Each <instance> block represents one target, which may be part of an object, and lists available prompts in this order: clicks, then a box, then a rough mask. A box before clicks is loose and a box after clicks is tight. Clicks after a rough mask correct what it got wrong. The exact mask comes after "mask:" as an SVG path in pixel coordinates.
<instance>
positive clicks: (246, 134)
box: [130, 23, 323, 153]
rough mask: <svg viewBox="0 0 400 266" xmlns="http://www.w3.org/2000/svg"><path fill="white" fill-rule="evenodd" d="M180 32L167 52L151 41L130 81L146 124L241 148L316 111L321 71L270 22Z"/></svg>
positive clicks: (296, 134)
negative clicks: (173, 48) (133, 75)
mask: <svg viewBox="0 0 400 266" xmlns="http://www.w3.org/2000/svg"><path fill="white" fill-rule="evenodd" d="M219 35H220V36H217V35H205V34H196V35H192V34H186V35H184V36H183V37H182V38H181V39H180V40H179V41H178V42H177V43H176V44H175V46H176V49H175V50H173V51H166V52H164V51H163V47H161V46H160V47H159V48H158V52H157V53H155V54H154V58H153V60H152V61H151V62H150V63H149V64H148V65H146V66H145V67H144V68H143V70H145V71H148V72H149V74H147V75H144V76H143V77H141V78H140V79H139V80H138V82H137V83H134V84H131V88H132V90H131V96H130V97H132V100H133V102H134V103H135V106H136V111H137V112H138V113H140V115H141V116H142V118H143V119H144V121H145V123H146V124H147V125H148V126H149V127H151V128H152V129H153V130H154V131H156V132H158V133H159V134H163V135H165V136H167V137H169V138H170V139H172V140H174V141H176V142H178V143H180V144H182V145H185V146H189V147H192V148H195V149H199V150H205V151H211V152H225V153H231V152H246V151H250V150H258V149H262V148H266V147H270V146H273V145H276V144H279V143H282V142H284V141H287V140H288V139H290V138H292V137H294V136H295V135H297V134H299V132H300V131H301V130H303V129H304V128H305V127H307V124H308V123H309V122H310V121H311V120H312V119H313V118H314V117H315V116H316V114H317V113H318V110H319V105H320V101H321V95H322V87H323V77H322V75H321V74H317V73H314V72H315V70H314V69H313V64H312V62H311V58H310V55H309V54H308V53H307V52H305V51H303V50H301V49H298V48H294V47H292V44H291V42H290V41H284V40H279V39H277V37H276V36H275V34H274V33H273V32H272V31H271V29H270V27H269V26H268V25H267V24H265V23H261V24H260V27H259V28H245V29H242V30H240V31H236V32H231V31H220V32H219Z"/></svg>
=-=-=-=-=
Copy every row above verbatim, with no changes.

ANSWER TO THE PROBLEM:
Each <instance> block represents one target, which may be part of an object, and lists available prompts in this order: clicks, then a box, then a rough mask. A box before clicks is loose and a box after clicks is tight. Clicks after a rough mask correct what it got wrong. The exact mask comes after "mask:" as an SVG path in pixel coordinates.
<instance>
positive clicks: (246, 134)
box: [130, 23, 323, 153]
rough mask: <svg viewBox="0 0 400 266" xmlns="http://www.w3.org/2000/svg"><path fill="white" fill-rule="evenodd" d="M180 32L167 52L151 41L130 81L146 124L241 148L316 111L321 71L270 22Z"/></svg>
positive clicks: (296, 134)
negative clicks: (173, 48) (133, 75)
mask: <svg viewBox="0 0 400 266" xmlns="http://www.w3.org/2000/svg"><path fill="white" fill-rule="evenodd" d="M219 35H220V36H217V35H205V34H196V35H192V34H186V35H184V36H183V37H182V38H181V39H180V40H179V41H178V42H177V43H176V44H175V46H176V49H175V50H173V51H166V52H164V51H163V47H161V46H160V47H159V48H158V52H157V53H155V54H154V58H153V60H152V61H151V62H150V63H149V64H148V65H146V66H145V67H144V68H143V70H145V71H148V72H149V74H147V75H144V76H143V77H141V78H140V79H139V80H138V82H137V83H134V84H131V88H132V90H131V96H130V97H132V100H133V102H134V103H135V106H136V111H137V112H138V113H140V115H141V116H142V118H143V119H144V121H145V123H146V124H147V125H148V126H149V127H151V128H152V129H153V130H154V131H156V132H158V133H159V134H163V135H165V136H167V137H169V138H170V139H172V140H174V141H176V142H178V143H180V144H182V145H185V146H189V147H192V148H195V149H199V150H205V151H211V152H225V153H231V152H246V151H250V150H258V149H262V148H266V147H270V146H273V145H276V144H279V143H282V142H284V141H287V140H288V139H290V138H292V137H294V136H295V135H297V134H299V132H300V131H301V130H303V129H304V128H305V127H307V124H308V123H309V122H310V121H311V120H312V119H313V118H314V117H315V116H316V114H317V113H318V110H319V105H320V101H321V95H322V87H323V77H322V75H321V74H317V73H314V72H315V70H314V69H313V64H312V62H311V58H310V55H309V54H308V53H307V52H305V51H303V50H301V49H298V48H294V47H292V44H291V42H290V41H284V40H279V39H277V37H276V36H275V34H274V33H273V32H272V31H271V29H270V27H269V26H268V25H267V24H265V23H261V24H260V27H259V28H245V29H242V30H240V31H236V32H231V31H220V32H219Z"/></svg>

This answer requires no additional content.